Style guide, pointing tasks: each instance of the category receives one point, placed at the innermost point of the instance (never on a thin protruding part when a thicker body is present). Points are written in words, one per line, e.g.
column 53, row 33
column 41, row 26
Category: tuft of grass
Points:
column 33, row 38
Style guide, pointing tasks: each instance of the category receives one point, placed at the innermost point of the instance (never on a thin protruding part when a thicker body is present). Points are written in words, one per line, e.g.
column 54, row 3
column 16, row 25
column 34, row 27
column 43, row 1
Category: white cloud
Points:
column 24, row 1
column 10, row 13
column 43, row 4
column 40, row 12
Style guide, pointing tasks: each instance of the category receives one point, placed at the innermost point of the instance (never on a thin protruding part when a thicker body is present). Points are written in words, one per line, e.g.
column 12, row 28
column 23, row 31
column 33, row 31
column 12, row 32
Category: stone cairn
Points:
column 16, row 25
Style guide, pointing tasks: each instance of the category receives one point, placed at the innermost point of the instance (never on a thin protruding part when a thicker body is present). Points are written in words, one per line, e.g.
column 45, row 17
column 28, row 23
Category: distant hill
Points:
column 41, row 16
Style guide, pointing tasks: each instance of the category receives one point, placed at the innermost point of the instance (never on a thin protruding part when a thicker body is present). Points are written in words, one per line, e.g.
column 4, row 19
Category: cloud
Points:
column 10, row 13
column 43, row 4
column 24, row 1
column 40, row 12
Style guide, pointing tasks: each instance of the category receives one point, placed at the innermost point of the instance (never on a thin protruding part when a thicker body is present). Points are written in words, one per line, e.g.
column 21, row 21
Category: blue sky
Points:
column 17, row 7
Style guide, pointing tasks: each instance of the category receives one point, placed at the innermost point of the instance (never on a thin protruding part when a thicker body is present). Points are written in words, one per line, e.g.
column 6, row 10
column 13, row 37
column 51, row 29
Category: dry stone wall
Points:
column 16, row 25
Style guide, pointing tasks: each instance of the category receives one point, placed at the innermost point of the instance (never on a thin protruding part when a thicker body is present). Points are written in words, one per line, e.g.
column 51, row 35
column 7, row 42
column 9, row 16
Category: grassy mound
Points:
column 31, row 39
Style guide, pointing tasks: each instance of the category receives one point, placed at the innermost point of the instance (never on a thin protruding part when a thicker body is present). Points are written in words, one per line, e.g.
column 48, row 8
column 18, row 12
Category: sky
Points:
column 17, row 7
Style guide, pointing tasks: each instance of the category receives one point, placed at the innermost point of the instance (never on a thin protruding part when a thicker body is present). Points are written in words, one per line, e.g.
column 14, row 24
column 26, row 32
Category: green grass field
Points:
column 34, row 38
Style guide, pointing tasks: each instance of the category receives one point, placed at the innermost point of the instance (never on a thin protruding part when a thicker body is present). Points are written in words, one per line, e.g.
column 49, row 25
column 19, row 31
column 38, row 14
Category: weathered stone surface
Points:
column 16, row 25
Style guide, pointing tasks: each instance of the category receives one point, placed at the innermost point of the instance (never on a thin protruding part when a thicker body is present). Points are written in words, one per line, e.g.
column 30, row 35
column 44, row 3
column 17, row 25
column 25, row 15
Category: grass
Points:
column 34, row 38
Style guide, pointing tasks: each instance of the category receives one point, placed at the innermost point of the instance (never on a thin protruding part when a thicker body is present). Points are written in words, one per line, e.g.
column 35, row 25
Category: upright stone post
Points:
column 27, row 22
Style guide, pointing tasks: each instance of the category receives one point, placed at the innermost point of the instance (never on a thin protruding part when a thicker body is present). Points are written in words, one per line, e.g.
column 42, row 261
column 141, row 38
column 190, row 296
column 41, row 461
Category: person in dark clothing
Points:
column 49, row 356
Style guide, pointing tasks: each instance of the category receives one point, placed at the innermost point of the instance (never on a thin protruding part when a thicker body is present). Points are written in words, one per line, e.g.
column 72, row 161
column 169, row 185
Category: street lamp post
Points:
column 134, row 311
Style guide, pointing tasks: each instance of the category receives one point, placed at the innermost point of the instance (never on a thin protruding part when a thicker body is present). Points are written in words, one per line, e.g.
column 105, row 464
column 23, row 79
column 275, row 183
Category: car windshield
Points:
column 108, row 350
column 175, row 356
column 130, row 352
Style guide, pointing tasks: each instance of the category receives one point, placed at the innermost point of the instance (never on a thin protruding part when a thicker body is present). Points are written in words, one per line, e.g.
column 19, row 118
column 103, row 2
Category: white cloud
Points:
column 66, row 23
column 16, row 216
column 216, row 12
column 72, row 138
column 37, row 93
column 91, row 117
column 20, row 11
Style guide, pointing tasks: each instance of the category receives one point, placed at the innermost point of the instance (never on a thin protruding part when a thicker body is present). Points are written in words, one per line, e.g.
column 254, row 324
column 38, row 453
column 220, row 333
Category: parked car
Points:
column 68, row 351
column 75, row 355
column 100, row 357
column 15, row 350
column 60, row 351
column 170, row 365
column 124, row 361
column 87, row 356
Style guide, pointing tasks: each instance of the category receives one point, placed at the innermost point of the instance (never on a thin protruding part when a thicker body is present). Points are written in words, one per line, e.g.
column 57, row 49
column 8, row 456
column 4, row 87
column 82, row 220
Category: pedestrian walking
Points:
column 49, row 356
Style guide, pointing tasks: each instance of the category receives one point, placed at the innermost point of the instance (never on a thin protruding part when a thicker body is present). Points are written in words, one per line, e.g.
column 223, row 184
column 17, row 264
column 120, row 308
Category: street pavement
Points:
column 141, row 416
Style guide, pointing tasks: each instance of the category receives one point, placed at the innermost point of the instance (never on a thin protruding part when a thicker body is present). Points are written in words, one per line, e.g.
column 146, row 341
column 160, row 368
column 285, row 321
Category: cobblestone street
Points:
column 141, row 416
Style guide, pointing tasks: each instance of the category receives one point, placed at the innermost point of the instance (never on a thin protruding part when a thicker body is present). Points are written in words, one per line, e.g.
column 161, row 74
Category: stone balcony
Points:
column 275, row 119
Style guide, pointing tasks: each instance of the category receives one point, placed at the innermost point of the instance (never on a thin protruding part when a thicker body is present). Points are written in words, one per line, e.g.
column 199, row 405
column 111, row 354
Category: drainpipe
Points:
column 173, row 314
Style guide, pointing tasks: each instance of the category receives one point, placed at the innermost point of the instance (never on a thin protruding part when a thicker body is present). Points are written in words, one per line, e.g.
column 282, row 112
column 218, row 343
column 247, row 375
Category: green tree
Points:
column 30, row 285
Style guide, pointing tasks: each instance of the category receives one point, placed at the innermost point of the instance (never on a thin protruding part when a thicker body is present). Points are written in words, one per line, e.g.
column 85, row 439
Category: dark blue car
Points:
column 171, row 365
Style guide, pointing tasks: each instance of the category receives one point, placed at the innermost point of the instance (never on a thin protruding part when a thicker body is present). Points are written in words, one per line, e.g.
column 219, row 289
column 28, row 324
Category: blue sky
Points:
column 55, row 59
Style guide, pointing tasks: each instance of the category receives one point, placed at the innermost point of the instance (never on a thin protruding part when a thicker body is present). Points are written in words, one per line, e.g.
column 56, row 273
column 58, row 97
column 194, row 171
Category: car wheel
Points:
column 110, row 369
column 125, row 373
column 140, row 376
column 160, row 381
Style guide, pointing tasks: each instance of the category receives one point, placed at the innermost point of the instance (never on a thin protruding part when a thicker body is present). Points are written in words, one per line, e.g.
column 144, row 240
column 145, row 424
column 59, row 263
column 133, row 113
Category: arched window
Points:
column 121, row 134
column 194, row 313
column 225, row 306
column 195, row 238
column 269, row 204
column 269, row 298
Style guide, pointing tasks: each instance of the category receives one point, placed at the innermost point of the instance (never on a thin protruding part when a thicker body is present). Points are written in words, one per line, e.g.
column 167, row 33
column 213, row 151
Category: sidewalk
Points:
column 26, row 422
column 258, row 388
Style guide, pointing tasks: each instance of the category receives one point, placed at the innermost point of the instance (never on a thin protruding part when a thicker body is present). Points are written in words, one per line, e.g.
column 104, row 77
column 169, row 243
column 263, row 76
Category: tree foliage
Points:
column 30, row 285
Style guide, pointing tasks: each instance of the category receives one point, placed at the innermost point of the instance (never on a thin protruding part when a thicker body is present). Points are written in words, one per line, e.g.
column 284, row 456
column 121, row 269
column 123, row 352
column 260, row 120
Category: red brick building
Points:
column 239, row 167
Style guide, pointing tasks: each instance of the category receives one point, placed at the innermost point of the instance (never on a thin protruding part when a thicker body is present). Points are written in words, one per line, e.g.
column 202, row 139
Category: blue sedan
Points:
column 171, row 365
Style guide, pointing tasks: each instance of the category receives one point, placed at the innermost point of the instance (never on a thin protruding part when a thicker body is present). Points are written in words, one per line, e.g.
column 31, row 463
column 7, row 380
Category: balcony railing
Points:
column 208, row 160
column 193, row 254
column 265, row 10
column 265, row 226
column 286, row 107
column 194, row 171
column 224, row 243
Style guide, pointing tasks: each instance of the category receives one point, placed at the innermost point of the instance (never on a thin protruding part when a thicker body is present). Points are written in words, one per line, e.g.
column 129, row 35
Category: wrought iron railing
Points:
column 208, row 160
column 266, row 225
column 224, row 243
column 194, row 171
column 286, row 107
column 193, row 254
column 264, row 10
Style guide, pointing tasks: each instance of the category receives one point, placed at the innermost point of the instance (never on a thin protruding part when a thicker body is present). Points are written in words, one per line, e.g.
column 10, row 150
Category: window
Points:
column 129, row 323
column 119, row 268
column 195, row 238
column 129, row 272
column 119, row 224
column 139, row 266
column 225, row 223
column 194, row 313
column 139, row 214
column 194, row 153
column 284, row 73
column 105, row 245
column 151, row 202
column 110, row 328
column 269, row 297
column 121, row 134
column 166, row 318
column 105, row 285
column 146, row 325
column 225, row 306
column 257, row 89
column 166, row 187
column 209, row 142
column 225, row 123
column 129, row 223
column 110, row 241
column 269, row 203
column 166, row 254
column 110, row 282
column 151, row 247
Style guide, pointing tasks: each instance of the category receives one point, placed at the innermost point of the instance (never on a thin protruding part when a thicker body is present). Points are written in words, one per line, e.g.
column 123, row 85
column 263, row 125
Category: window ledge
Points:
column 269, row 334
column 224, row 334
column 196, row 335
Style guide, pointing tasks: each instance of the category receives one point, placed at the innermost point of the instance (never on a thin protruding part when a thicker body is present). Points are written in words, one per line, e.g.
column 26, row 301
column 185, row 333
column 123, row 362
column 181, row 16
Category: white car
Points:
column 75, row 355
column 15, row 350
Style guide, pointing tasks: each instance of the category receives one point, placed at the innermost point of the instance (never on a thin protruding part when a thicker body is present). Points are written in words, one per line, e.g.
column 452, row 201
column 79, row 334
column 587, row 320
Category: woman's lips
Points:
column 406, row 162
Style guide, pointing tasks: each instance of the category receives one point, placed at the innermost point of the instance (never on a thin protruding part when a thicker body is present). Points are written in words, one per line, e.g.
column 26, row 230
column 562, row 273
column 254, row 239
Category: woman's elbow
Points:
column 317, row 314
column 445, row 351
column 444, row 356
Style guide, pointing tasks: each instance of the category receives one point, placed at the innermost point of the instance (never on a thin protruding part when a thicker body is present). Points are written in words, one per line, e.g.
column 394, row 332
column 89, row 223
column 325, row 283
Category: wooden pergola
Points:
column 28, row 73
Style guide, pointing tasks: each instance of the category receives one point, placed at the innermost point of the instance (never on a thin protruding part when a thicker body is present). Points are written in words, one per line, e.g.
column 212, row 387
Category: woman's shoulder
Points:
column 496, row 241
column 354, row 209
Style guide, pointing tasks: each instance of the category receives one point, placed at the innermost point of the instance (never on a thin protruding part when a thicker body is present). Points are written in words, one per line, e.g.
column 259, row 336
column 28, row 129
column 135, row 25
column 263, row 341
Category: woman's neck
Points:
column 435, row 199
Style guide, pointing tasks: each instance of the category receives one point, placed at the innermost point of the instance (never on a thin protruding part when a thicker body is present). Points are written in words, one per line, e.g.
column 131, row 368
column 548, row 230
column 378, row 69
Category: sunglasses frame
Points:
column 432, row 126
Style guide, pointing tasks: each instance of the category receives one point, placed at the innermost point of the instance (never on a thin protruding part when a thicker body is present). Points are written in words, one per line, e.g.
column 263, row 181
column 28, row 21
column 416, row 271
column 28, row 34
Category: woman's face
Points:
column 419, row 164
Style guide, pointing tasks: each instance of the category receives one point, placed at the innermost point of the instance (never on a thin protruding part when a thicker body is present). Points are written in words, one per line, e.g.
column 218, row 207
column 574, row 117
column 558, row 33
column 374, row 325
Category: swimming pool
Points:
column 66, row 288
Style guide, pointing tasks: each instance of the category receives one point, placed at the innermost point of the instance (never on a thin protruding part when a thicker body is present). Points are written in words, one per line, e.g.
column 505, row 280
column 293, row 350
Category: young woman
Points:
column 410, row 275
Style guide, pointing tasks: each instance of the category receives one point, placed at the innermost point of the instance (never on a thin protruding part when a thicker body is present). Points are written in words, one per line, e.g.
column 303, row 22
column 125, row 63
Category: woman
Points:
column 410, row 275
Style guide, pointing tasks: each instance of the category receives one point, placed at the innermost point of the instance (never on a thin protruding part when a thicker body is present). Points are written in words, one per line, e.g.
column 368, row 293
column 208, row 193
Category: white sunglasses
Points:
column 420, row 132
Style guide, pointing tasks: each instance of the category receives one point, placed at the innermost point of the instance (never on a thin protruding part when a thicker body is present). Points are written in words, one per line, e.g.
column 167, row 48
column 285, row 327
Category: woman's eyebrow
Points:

**GIVEN INSTRUCTION:**
Change "tuft of grass" to "clump of grass" in the records, starting at the first line and stopping after the line that has "column 33, row 38". Leave everything else unchanged.

**ANSWER TO THE PROBLEM:**
Style guide, pointing tasks: each instance of the category receives one point, placed at the innermost point of the instance (never on a thin protruding part when a thicker body is present). Points are written in words, one per line, e.g.
column 53, row 33
column 41, row 26
Category: clump of grass
Points:
column 33, row 38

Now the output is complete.